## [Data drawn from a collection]
↓↓↓
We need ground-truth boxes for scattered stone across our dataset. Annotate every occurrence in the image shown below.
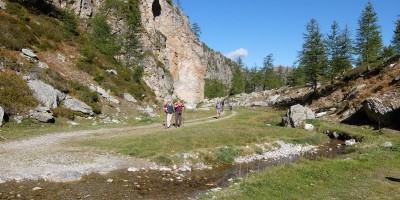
[29,106,55,123]
[363,97,393,125]
[382,142,393,148]
[343,84,366,100]
[344,139,357,146]
[21,49,38,60]
[67,121,79,126]
[124,93,137,103]
[128,167,139,172]
[37,61,49,69]
[106,69,118,75]
[57,54,66,62]
[64,96,94,115]
[282,104,315,128]
[32,187,44,191]
[251,101,268,107]
[315,112,327,118]
[0,106,4,126]
[0,0,6,10]
[304,124,314,131]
↑↑↑
Show each line of the entries above that includes the word "truth", copying every such line in full.

We need ground-truth boxes for scattered stone across our dataset. Annotate every occurrence in the image shown below.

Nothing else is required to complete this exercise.